┌─ The input

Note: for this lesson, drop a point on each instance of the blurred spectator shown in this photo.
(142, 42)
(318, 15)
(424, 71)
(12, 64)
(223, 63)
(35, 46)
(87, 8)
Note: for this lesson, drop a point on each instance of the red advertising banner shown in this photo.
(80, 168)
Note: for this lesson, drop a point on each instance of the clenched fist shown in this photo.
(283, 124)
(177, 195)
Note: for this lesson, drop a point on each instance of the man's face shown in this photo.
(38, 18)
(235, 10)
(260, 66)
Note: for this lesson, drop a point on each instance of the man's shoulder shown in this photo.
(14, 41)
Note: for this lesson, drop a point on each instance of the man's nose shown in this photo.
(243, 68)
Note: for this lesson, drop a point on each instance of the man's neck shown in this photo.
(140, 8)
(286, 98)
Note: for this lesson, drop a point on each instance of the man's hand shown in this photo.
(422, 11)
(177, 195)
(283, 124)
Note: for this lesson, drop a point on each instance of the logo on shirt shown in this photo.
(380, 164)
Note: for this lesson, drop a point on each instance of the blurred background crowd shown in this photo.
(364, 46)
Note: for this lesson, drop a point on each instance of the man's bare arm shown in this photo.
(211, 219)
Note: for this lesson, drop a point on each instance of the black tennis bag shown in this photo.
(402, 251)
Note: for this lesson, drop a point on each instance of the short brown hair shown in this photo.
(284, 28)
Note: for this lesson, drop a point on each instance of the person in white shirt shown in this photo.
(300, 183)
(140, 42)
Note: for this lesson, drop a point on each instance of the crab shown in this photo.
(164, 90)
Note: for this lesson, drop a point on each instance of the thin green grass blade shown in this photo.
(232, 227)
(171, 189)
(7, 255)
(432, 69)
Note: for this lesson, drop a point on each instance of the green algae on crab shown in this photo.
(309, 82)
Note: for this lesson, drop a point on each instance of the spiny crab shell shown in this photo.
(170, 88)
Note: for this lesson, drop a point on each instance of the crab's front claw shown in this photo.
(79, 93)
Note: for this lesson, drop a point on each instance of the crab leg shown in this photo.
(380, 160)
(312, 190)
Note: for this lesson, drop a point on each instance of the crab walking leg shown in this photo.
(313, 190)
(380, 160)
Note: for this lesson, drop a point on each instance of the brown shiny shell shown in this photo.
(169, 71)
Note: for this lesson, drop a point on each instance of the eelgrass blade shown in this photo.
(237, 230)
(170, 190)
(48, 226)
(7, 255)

└─
┌─ The input

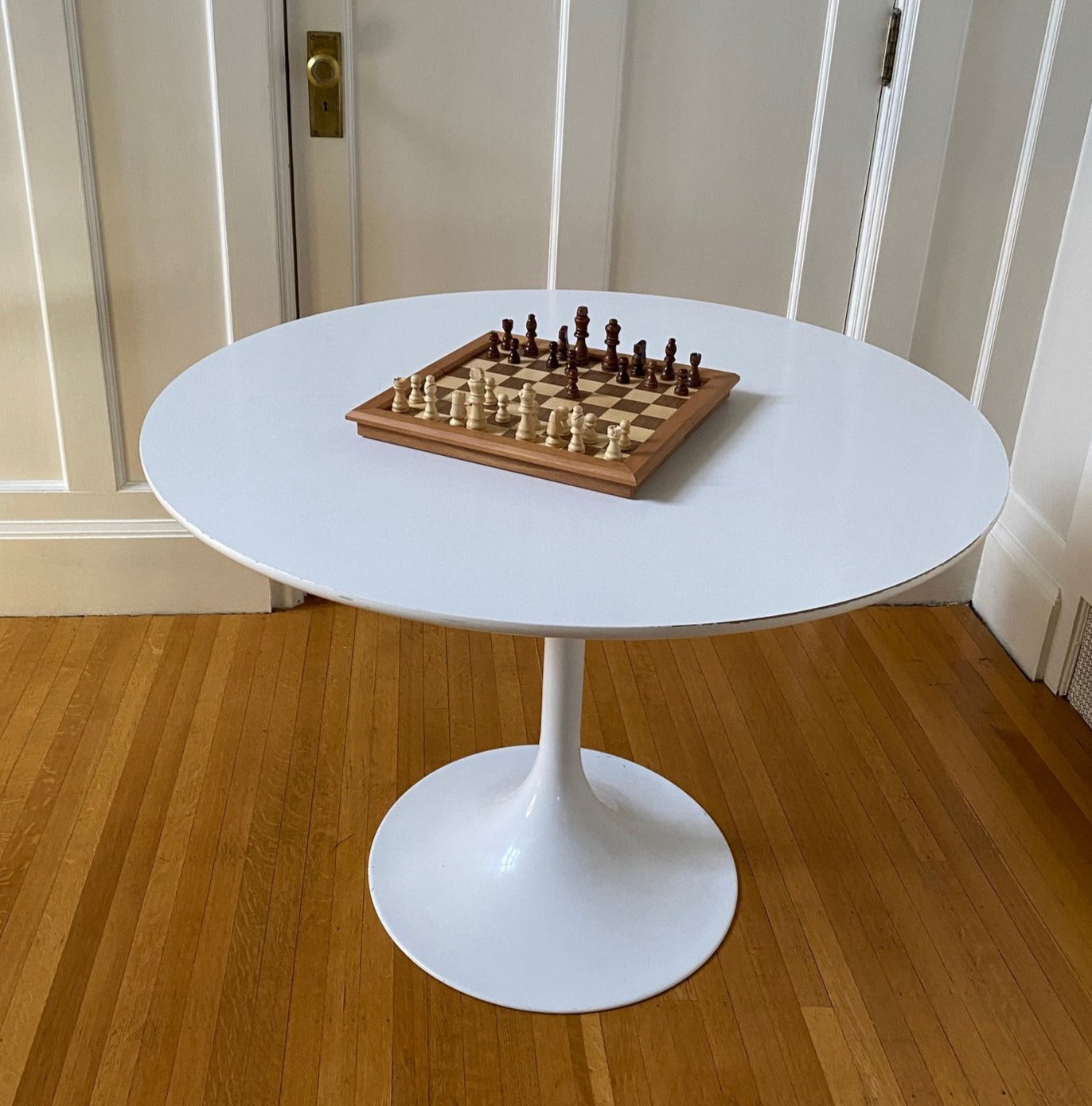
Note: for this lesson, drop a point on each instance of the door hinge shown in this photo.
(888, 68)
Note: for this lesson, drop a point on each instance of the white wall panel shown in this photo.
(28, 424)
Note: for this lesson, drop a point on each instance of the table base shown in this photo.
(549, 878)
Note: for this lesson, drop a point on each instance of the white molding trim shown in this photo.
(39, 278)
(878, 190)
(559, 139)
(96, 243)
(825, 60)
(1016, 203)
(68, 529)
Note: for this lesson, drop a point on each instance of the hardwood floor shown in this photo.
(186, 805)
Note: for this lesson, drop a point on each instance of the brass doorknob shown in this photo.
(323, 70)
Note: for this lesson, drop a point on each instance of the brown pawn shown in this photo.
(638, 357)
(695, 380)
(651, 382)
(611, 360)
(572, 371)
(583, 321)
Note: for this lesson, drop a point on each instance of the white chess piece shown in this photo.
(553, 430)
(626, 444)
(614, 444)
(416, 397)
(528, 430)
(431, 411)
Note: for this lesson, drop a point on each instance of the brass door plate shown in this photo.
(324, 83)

└─
┌─ The input

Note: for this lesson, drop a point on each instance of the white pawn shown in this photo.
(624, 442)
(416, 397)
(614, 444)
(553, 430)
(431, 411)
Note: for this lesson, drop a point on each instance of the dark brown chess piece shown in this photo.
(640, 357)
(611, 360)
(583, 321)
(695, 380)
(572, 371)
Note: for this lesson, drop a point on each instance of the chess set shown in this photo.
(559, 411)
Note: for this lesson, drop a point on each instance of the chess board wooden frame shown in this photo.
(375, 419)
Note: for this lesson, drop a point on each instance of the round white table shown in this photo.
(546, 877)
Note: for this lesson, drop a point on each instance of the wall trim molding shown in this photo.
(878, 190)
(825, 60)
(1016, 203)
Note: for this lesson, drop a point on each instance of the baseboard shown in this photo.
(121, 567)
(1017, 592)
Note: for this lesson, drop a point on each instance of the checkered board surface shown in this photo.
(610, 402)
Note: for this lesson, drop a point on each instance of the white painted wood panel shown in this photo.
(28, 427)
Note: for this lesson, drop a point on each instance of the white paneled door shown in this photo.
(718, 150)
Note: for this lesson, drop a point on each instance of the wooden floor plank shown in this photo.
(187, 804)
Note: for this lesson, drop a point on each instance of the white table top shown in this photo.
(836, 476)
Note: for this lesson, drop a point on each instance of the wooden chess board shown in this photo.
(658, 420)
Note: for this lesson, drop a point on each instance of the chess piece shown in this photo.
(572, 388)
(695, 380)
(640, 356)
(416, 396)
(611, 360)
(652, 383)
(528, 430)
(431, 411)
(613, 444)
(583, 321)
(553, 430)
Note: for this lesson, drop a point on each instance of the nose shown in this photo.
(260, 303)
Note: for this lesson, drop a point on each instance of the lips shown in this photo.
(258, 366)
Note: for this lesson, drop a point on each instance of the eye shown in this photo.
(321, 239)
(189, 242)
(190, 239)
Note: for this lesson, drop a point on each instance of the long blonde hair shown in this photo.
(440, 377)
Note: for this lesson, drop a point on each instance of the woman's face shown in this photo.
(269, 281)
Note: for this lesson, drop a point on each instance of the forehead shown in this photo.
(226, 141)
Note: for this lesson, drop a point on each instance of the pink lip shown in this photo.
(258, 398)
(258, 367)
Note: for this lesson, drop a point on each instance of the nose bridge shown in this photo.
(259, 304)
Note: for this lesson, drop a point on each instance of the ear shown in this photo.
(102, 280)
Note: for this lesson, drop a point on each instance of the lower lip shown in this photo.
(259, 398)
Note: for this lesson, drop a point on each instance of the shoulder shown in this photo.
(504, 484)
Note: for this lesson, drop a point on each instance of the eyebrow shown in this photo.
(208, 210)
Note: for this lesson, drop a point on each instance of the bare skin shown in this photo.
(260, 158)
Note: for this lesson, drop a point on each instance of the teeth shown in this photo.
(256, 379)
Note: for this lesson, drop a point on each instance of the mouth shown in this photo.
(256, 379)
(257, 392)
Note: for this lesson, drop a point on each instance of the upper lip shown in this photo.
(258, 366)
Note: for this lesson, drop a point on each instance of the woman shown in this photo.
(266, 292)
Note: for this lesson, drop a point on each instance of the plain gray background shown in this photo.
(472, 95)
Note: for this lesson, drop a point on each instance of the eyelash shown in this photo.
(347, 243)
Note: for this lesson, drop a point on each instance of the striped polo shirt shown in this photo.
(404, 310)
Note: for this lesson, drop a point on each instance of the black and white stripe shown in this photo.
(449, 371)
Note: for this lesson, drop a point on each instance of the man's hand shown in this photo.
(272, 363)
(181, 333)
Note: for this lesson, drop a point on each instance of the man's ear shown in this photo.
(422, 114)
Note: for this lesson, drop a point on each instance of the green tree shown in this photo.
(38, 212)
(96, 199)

└─

Gather every line in the entries that contains the word "bare", with matching case.

Note: for this lesson, drop a point on each instance of the man's bare arm shown in this photo.
Note: for this lesson, drop a point on each instance of the bare skin shown in this photo.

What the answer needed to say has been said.